◆ PROVIDED PASSAGE:
══════════
The economics of Google

What is Google’s key asset and comparative advantage? I am no insider but here is one interesting account:

Last Thanksgiving, the New York Times reported that Google had crossed the 100,000-server mark. If true, that means Google is operating perhaps the largest grid of computers on the planet. “The simple fact that they can build and operate data centers of that size is astounding,” says Peter Christy, co-founder of the NetsEdge Research Group, a market research and strategy firm in Silicon Valley. Christy, who has worked in the industry for more than 30 years, is astounded by the scale of Google’s systems and the company’s competence in operating them. “I don’t think that there is anyone close.”

It’s this ability to build and operate incredibly dense clusters that is as much as anything else the secret of Google’s success. And the reason, explains Marissa Mayer, the company’s director of consumer Web products, has to do with the way that Google started at Stanford.

Instead of getting a few fast computers and running them to the max, Mayer explained at a recruiting event at MIT, founders Sergey Brin and Larry Page had to make do with hand-me-downs from Stanford’s computer science department. They would go to the loading dock to see who was getting new computers, then ask if they could have the old, obsolete machines that the new ones were replacing. Thus, from the very beginning, Brin and Page were forced to develop distributed algorithms that ran on a network of not-very-reliable machines.

Today this philosophy is built into the company’s DNA. Google buys the cheapest computers that it can find and crams them in racks and racks in its six (or more) data centers. “PCs are reasonably reliable, but if you have a thousand of them, one is going to fail every day,” said Hoelzle. “So if you can just buy 10 percent extra, it’s still cheaper than buying a more reliable machine.”

Working at Google, an engineer told me recently, is the nearest you can get to having an unlimited amount of computing power at your disposal.
══════════
◆ DATASET:

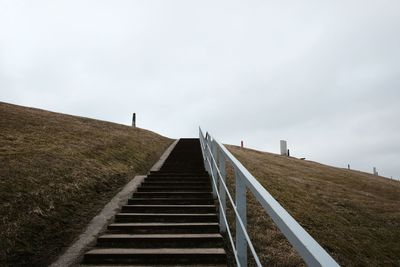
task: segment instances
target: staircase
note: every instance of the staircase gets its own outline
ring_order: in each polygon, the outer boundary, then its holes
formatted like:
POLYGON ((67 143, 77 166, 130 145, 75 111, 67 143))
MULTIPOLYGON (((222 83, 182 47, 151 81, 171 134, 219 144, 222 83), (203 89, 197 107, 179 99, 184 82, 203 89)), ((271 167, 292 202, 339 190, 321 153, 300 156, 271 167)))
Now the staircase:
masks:
POLYGON ((226 266, 198 139, 180 139, 86 252, 84 265, 226 266))

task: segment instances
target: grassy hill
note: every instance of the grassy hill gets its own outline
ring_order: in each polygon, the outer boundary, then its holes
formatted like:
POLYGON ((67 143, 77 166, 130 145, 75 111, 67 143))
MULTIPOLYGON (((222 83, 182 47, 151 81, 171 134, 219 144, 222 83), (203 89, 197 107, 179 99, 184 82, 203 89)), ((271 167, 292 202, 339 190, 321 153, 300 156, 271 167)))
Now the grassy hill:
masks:
MULTIPOLYGON (((400 266, 400 182, 236 146, 228 149, 339 264, 400 266)), ((248 216, 265 266, 304 264, 253 198, 248 216)))
POLYGON ((0 102, 0 265, 46 266, 172 140, 0 102))

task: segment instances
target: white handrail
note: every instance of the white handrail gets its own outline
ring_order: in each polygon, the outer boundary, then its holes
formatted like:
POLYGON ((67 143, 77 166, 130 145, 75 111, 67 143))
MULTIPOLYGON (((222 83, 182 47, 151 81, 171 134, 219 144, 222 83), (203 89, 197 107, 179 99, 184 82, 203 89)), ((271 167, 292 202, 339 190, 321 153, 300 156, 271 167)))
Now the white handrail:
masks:
POLYGON ((286 236, 293 247, 309 266, 339 266, 338 263, 304 230, 303 227, 271 196, 271 194, 254 178, 254 176, 226 149, 224 145, 212 138, 209 133, 204 137, 199 129, 200 143, 205 167, 212 178, 213 193, 220 204, 221 230, 228 229, 228 235, 238 266, 247 266, 247 246, 257 263, 258 256, 246 230, 246 188, 263 206, 277 227, 286 236), (219 159, 219 164, 217 163, 219 159), (236 203, 225 184, 225 164, 228 161, 235 170, 236 203), (223 165, 223 166, 221 166, 223 165), (222 167, 222 168, 221 168, 222 167), (219 185, 219 188, 218 188, 219 185), (236 217, 236 246, 233 244, 228 221, 226 219, 225 195, 233 207, 236 217))

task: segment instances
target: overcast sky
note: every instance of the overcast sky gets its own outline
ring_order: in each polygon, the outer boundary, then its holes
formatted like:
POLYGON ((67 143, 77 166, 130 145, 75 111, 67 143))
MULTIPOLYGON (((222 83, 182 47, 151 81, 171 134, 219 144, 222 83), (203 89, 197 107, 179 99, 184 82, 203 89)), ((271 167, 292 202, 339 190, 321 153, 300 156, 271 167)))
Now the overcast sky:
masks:
POLYGON ((400 177, 400 1, 0 0, 0 101, 400 177))

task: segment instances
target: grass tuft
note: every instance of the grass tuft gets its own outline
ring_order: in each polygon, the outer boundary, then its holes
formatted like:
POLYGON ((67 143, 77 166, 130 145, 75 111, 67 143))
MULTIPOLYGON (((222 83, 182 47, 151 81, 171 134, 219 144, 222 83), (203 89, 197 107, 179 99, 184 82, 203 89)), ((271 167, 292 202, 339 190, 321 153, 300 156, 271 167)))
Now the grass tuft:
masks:
POLYGON ((172 142, 0 102, 0 265, 46 266, 172 142))
MULTIPOLYGON (((227 147, 340 265, 400 265, 398 181, 227 147)), ((231 192, 232 176, 228 171, 231 192)), ((250 193, 247 195, 249 234, 263 265, 304 265, 261 205, 249 197, 250 193)))

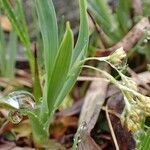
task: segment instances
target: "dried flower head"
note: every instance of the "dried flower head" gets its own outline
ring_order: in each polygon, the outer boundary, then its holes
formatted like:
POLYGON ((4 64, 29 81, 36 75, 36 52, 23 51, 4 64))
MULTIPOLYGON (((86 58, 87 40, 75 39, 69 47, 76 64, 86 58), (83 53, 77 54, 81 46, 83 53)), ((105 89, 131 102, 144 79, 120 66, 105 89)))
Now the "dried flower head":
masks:
POLYGON ((126 59, 127 55, 123 50, 123 47, 117 49, 110 56, 108 56, 108 61, 114 65, 122 64, 123 60, 126 59))
POLYGON ((137 105, 132 105, 131 110, 126 112, 123 124, 129 131, 136 132, 141 128, 144 118, 143 111, 137 105))

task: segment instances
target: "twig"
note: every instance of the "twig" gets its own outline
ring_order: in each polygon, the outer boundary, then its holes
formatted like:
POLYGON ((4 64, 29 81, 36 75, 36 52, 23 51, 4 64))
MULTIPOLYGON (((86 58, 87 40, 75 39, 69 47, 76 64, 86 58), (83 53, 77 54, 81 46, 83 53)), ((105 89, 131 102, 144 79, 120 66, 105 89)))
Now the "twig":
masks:
POLYGON ((96 31, 97 31, 97 33, 99 34, 99 36, 100 36, 100 45, 101 45, 101 48, 102 49, 105 49, 105 45, 104 45, 104 33, 103 33, 103 31, 98 27, 98 25, 97 25, 97 23, 96 23, 96 21, 95 21, 95 19, 93 18, 93 16, 91 15, 91 13, 90 13, 90 11, 88 10, 87 11, 88 12, 88 15, 89 15, 89 17, 91 18, 91 20, 92 20, 92 22, 93 22, 93 25, 95 26, 95 29, 96 29, 96 31))
POLYGON ((114 51, 120 47, 123 47, 126 52, 128 52, 144 35, 145 29, 150 28, 150 22, 148 17, 141 19, 128 34, 116 45, 108 48, 109 51, 114 51))
POLYGON ((115 133, 114 133, 114 130, 113 130, 110 118, 109 118, 107 105, 106 105, 106 118, 107 118, 107 121, 108 121, 108 126, 109 126, 109 129, 110 129, 110 132, 111 132, 111 135, 112 135, 112 138, 113 138, 116 150, 119 150, 118 142, 117 142, 117 139, 116 139, 116 136, 115 136, 115 133))

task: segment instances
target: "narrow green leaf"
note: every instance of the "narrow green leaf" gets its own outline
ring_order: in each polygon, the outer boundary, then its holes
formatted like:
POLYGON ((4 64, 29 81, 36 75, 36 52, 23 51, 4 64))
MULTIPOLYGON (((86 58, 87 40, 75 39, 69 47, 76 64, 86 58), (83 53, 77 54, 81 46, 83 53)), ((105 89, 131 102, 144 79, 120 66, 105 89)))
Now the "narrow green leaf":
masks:
POLYGON ((4 41, 4 33, 0 26, 0 71, 1 75, 5 75, 6 70, 6 49, 4 41))
POLYGON ((47 78, 52 75, 58 53, 58 27, 52 0, 35 0, 44 45, 44 61, 47 78))
MULTIPOLYGON (((8 43, 8 59, 6 64, 6 77, 14 77, 15 75, 15 64, 17 55, 17 35, 15 32, 10 32, 9 43, 8 43)), ((7 55, 6 54, 6 55, 7 55)))
POLYGON ((95 15, 95 19, 105 34, 111 38, 112 42, 117 42, 122 37, 122 32, 118 28, 118 22, 112 14, 106 0, 88 0, 89 9, 95 15))
MULTIPOLYGON (((32 73, 34 73, 34 57, 33 57, 32 51, 31 51, 31 43, 29 40, 30 38, 28 36, 27 29, 24 28, 24 25, 22 26, 22 22, 24 22, 24 21, 19 20, 20 17, 17 18, 17 14, 19 14, 20 12, 16 13, 15 10, 10 5, 10 2, 8 0, 0 0, 0 4, 1 4, 0 6, 6 12, 6 14, 7 14, 13 28, 15 29, 17 35, 19 36, 21 42, 25 46, 25 53, 26 53, 27 57, 29 58, 31 71, 32 71, 32 73)), ((17 4, 21 4, 21 2, 17 3, 17 4)), ((23 18, 21 18, 21 19, 23 19, 23 18)))
POLYGON ((80 0, 80 30, 78 42, 75 49, 73 50, 73 59, 71 68, 68 73, 68 77, 62 90, 60 91, 57 100, 55 102, 55 109, 61 104, 65 96, 70 92, 71 88, 75 84, 77 77, 81 71, 80 61, 84 59, 87 52, 87 46, 89 41, 89 29, 88 29, 88 18, 87 18, 87 5, 86 0, 80 0))
POLYGON ((130 9, 131 0, 119 0, 117 6, 117 19, 121 30, 126 34, 131 27, 130 9))
POLYGON ((89 40, 87 3, 85 0, 80 0, 79 5, 80 5, 80 30, 75 49, 73 51, 72 65, 75 63, 76 59, 78 58, 78 56, 81 54, 82 51, 84 51, 83 57, 85 57, 87 49, 85 45, 88 45, 89 40))
POLYGON ((51 80, 47 85, 47 103, 49 110, 52 111, 55 101, 62 90, 62 87, 67 79, 73 50, 73 33, 67 23, 66 32, 59 48, 59 53, 54 64, 54 70, 51 80))

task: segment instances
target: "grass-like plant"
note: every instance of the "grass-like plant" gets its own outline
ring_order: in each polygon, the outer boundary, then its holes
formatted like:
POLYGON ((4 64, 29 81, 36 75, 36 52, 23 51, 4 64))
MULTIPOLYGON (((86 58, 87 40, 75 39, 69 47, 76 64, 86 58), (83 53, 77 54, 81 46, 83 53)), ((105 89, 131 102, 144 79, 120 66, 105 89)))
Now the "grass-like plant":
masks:
MULTIPOLYGON (((145 149, 149 147, 149 129, 145 130, 145 120, 146 117, 150 116, 150 97, 139 93, 137 84, 133 79, 124 75, 120 70, 126 65, 126 63, 123 63, 126 62, 126 57, 124 50, 119 48, 107 57, 89 57, 83 60, 83 62, 87 60, 95 60, 109 64, 117 71, 118 75, 121 77, 121 81, 117 81, 112 75, 100 68, 89 65, 83 65, 83 67, 101 73, 109 82, 115 84, 121 90, 124 97, 125 107, 122 114, 120 116, 117 114, 117 116, 120 118, 122 126, 125 126, 128 131, 134 135, 138 149, 140 149, 140 147, 144 147, 145 149), (120 68, 120 66, 122 67, 120 68)), ((81 122, 80 128, 84 130, 84 122, 81 122)), ((80 128, 75 136, 74 147, 78 144, 80 128)))
MULTIPOLYGON (((21 19, 21 22, 19 22, 15 17, 8 0, 1 0, 0 2, 20 37, 20 40, 26 47, 27 55, 29 58, 31 57, 29 61, 32 70, 33 55, 30 51, 31 43, 29 42, 30 40, 25 26, 24 17, 21 17, 23 20, 21 19), (23 27, 21 27, 22 25, 23 27)), ((21 6, 19 2, 20 1, 17 0, 18 5, 21 6)), ((58 25, 52 0, 34 0, 34 3, 44 46, 43 50, 40 49, 44 54, 43 60, 45 66, 42 98, 37 100, 39 103, 37 102, 35 105, 32 105, 30 110, 26 107, 22 107, 18 99, 16 99, 16 97, 18 97, 21 100, 26 94, 29 96, 28 93, 13 93, 7 98, 7 100, 2 100, 1 104, 5 103, 7 107, 10 106, 9 108, 11 110, 13 108, 13 112, 15 110, 22 114, 23 110, 23 112, 29 117, 35 141, 38 144, 41 144, 45 143, 49 137, 49 125, 52 121, 55 110, 70 92, 80 73, 82 60, 86 56, 88 47, 88 21, 86 0, 79 0, 80 30, 77 43, 74 47, 73 33, 69 22, 67 22, 65 34, 59 44, 58 25), (22 96, 19 96, 20 94, 22 96), (16 104, 19 103, 17 105, 18 107, 14 106, 14 101, 16 101, 16 104)), ((23 13, 21 13, 21 16, 23 16, 23 13)), ((25 99, 22 100, 24 101, 25 99)), ((31 97, 29 100, 33 101, 31 97)), ((26 105, 26 103, 21 104, 26 105)), ((13 113, 11 113, 11 117, 13 117, 13 113)))

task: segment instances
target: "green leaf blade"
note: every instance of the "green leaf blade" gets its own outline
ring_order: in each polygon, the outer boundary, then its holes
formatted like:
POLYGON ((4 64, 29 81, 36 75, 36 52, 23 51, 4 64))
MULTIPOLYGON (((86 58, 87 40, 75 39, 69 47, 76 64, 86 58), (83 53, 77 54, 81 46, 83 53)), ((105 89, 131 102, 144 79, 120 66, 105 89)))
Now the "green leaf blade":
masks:
POLYGON ((35 0, 44 45, 45 69, 50 78, 58 52, 58 27, 52 0, 35 0))
POLYGON ((67 79, 67 74, 70 68, 72 58, 72 50, 73 50, 73 33, 68 23, 66 32, 64 34, 56 58, 52 78, 48 82, 47 103, 50 111, 53 110, 56 98, 59 95, 67 79))

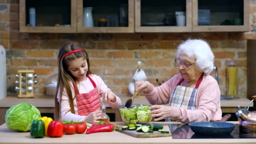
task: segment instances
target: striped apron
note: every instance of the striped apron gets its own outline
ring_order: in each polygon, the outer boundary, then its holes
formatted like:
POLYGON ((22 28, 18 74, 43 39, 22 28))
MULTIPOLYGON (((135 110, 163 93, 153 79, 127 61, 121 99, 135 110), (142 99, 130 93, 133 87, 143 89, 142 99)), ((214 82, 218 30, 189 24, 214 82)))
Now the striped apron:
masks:
POLYGON ((96 84, 89 75, 87 75, 87 77, 89 78, 94 88, 88 93, 79 93, 77 86, 73 84, 76 93, 75 98, 77 105, 78 115, 87 115, 101 107, 99 93, 96 84))
MULTIPOLYGON (((203 74, 197 80, 195 88, 180 85, 184 81, 184 79, 182 78, 180 80, 171 93, 169 106, 175 107, 182 107, 190 110, 196 109, 195 98, 197 91, 203 80, 203 74)), ((165 119, 165 121, 167 122, 175 120, 171 118, 165 119)), ((177 128, 173 125, 171 126, 171 125, 169 125, 169 128, 171 130, 177 128)))

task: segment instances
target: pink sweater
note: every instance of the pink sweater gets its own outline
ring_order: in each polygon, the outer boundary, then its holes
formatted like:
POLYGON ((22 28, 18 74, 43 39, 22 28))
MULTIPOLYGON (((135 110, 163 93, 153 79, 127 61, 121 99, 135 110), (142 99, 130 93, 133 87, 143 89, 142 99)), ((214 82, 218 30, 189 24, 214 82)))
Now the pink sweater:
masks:
MULTIPOLYGON (((160 86, 151 84, 151 90, 145 93, 146 98, 152 104, 169 103, 173 88, 182 78, 176 75, 160 86)), ((204 75, 197 91, 195 105, 197 109, 191 110, 181 107, 172 107, 171 118, 184 123, 195 122, 218 121, 221 119, 220 91, 215 79, 210 75, 204 75)))
MULTIPOLYGON (((111 90, 107 88, 107 85, 105 84, 103 80, 101 78, 95 75, 91 75, 90 76, 91 79, 94 81, 97 88, 99 94, 102 96, 104 96, 104 93, 107 91, 111 91, 111 90)), ((75 97, 75 92, 74 89, 74 87, 72 83, 70 83, 70 88, 72 91, 73 98, 75 97)), ((77 88, 79 90, 80 93, 87 93, 90 91, 94 88, 90 80, 87 78, 85 81, 81 81, 77 83, 77 88)), ((57 96, 58 101, 59 101, 59 97, 60 96, 60 91, 59 91, 57 96)), ((120 98, 117 96, 116 96, 117 101, 115 103, 110 102, 109 104, 113 109, 117 109, 118 106, 121 105, 121 100, 120 98)), ((66 89, 63 91, 62 96, 62 101, 61 106, 61 112, 60 120, 68 120, 68 121, 84 121, 86 116, 81 116, 78 115, 77 105, 76 101, 76 99, 74 100, 74 106, 75 107, 75 114, 72 114, 70 111, 70 105, 69 101, 68 96, 67 93, 66 89)))

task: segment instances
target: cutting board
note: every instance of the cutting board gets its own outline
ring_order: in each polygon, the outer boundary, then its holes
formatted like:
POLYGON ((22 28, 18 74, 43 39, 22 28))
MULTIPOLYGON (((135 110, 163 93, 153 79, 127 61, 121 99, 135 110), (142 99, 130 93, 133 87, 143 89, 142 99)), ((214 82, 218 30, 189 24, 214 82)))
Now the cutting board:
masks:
══════════
◆ ASSIGNMENT 1:
Please rewrite the Google passage from "Today this philosophy" up to and including "at your disposal.", changing "cheapest computers" to "least expensive computers".
◆ ASSIGNMENT 2:
In the Google passage, how long has Peter Christy worked in the industry?
◆ ASSIGNMENT 3:
Name every person the Google passage identifies by name.

◆ RESPONSE BOX 1:
Today this philosophy is built into the company’s DNA. Google buys the least expensive computers that it can find and crams them in racks and racks in its six (or more) data centers. “PCs are reasonably reliable, but if you have a thousand of them, one is going to fail every day,” said Hoelzle. “So if you can just buy 10 percent extra, it’s still cheaper than buying a more reliable machine.”

Working at Google, an engineer told me recently, is the nearest you can get to having an unlimited amount of computing power at your disposal.

◆ RESPONSE BOX 2:
More than 30 years.

◆ RESPONSE BOX 3:
Peter Christy, Marissa Mayer, Sergey Brin, Larry Page, Hoelzle